Every entry needs to be reproduced exactly.

Collected data entries:
-- START --

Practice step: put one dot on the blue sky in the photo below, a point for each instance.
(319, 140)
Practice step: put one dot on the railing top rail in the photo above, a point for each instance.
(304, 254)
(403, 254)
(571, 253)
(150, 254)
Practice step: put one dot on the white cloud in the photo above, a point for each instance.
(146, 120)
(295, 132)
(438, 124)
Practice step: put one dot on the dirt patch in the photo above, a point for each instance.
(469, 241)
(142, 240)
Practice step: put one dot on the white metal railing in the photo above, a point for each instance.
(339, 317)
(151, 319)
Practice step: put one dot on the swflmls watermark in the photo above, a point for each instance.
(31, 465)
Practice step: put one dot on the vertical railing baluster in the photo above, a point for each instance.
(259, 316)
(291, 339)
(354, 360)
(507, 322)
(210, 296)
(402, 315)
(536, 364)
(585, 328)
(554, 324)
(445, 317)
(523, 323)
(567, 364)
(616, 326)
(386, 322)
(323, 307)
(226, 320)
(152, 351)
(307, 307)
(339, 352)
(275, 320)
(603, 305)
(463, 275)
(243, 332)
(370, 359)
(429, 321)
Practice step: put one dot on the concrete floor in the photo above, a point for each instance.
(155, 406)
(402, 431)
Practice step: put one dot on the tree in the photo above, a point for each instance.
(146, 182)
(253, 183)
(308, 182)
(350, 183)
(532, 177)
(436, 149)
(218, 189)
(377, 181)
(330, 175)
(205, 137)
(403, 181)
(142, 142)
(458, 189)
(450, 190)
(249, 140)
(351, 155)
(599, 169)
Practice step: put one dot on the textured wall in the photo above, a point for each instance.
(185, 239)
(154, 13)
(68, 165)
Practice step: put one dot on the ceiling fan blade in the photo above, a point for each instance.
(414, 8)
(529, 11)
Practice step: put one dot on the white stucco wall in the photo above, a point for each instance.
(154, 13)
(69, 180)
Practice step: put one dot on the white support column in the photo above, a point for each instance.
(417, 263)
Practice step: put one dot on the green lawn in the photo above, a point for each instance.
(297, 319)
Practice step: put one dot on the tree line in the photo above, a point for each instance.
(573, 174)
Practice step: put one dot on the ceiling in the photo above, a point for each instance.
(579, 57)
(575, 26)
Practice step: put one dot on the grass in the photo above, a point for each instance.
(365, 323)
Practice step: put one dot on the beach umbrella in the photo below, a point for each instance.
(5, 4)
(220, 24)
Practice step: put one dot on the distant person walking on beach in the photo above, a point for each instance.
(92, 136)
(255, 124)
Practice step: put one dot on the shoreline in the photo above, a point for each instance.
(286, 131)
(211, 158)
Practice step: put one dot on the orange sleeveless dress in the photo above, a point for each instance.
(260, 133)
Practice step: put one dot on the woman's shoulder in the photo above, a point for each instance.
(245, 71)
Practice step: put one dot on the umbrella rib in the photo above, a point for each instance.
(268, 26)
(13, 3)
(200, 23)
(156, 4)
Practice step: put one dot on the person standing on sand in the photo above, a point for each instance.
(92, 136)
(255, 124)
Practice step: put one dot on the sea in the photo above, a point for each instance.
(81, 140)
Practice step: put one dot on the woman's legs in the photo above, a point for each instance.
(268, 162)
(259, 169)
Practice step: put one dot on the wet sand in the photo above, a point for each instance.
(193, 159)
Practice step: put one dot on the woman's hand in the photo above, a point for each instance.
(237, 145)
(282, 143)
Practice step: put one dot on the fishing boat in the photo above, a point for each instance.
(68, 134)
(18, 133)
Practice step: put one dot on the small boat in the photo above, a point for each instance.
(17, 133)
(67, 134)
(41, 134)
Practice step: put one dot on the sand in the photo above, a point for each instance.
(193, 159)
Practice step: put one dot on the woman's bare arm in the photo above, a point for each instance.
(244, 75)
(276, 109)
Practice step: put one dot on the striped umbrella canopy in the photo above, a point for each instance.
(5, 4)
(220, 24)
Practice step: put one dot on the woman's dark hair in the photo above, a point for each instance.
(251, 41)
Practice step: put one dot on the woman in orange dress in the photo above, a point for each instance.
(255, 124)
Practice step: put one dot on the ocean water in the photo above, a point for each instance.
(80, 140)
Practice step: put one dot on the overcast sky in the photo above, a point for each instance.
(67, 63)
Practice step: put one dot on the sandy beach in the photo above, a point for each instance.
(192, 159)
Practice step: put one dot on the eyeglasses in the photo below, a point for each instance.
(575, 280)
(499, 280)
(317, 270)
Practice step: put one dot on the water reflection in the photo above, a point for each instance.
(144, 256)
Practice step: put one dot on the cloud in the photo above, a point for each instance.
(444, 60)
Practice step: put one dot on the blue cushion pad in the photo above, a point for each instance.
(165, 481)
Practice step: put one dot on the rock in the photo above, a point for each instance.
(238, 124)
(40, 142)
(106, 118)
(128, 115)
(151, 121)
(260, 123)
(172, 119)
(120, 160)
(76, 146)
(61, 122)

-- END --

**Task response:**
Practice step: put one dot on the blue sky in the photo below, a point for each instance.
(319, 140)
Practice step: put one dot on the railing top rail in the photo above, a point for each instance.
(304, 254)
(403, 254)
(571, 253)
(150, 254)
Practice step: put one dot on the white cloud in the photo above, a point for each instance.
(146, 120)
(295, 132)
(438, 124)
Practice step: put one dot on the dirt patch in the photo above, a point for each instance.
(469, 241)
(142, 240)
Practice step: put one dot on the white metal railing in the photo above, a point for each instance.
(339, 317)
(151, 319)
Practice step: put one dot on the swflmls watermark in the photo above, a point for each instance.
(31, 465)
Practice step: put one dot on the vertical railing baluster in the photo above, a point for each instance.
(259, 316)
(291, 339)
(354, 360)
(507, 322)
(210, 296)
(402, 315)
(536, 364)
(585, 328)
(554, 324)
(445, 317)
(523, 323)
(567, 364)
(616, 326)
(386, 322)
(323, 307)
(226, 320)
(152, 351)
(307, 307)
(339, 352)
(275, 320)
(603, 305)
(463, 275)
(243, 332)
(370, 359)
(429, 321)
Practice step: put one dot on the concrete floor in the photo above, a point for each instance.
(155, 406)
(402, 431)
Practice step: put one dot on the tree in the photo above, a point for each instance.
(146, 182)
(253, 183)
(308, 182)
(350, 183)
(532, 177)
(436, 149)
(218, 189)
(377, 181)
(330, 175)
(205, 137)
(403, 181)
(142, 142)
(458, 189)
(450, 190)
(249, 140)
(351, 155)
(599, 169)
Practice step: put one dot on the textured wall in the photo above, a point for each instance.
(185, 239)
(154, 13)
(68, 165)
Practice step: put one dot on the ceiling fan blade in the photo above, a point for each instance.
(414, 8)
(529, 11)
Practice step: put one dot on the white stucco wall in the photo above, a point for each instance.
(154, 13)
(69, 180)
Practice step: put one dot on the white support column in the photo above, a point for each instance.
(417, 263)
Practice step: put one dot on the green lawn in the photo above, a point for each instance.
(297, 319)
Practice step: put one dot on the tree line in the photo above, a point for each instance.
(573, 174)
Practice step: put one dot on the ceiling in the photo above, a point for each instance.
(579, 57)
(575, 26)
Practice step: put one dot on the grass in the photo above, a point for each instance.
(365, 323)
Practice step: put one dot on the beach umbrella in the photo below, a point for each instance.
(5, 4)
(220, 24)
Practice step: put one dot on the distant person walking on beach in the photo above, a point for each instance.
(92, 136)
(255, 124)
Practice step: put one dot on the shoreline in the photo above, a point for each instance.
(286, 131)
(211, 158)
Practice step: put one dot on the orange sleeveless dress in the photo above, a point for each instance.
(260, 133)
Practice step: put one dot on the woman's shoulder in the photo above, a point for each instance.
(245, 71)
Practice step: put one dot on the umbrella rib in the photo above, a point for each instance.
(268, 26)
(13, 3)
(200, 23)
(156, 4)
Practice step: put one dot on the person standing on sand in the photo above, a point for each instance.
(92, 136)
(255, 124)
Practice step: put one dot on the sea in the photo above, a point for each instance.
(81, 140)
Practice step: put one dot on the woman's legs in the photo above, a point for each instance.
(268, 162)
(259, 169)
Practice step: put one dot on the wet sand in the photo above, a point for each instance.
(193, 159)
Practice step: put one dot on the woman's hand in the photo above, a point for each instance.
(237, 145)
(282, 143)
Practice step: put one dot on the fishing boat in the photo above, a point for each instance.
(68, 134)
(18, 133)
Practice step: put one dot on the small boat in the photo above, a point for each instance.
(17, 133)
(67, 134)
(41, 134)
Practice step: put one dot on the sand in the photo above, a point for each instance.
(193, 159)
Practice step: put one dot on the woman's bare arm in the photo above, a point for each instance.
(244, 75)
(276, 109)
Practice step: put one dot on the striped umbrella canopy in the photo above, a point for each instance.
(5, 4)
(220, 24)
Practice step: put one dot on the woman's dark hair in the photo above, a point for each instance.
(251, 41)
Practice step: put one dot on the woman in orange dress in the photo above, a point for each instance.
(255, 124)
Practice step: put one dot on the ocean water in the photo above, a point for each instance.
(80, 140)
Practice step: put one dot on the overcast sky in the photo above, a point for each instance.
(67, 63)
Practice step: put one dot on the sandy beach in the photo above, a point for each instance.
(192, 159)
Practice step: put one dot on the eyeglasses in the photo below, a point for each instance.
(575, 280)
(499, 280)
(317, 270)
Practice step: put one dot on the water reflection in the photo above, a point for each instance.
(144, 256)
Practice step: put one dot on the cloud in the photo above, a point for each instance.
(444, 60)
Practice step: put one dot on the blue cushion pad in the photo above, a point for each instance.
(165, 481)
Practice step: put one dot on the rock in the photo above, a point for each instance.
(238, 124)
(40, 142)
(106, 118)
(128, 115)
(151, 121)
(260, 123)
(172, 119)
(120, 160)
(76, 146)
(61, 122)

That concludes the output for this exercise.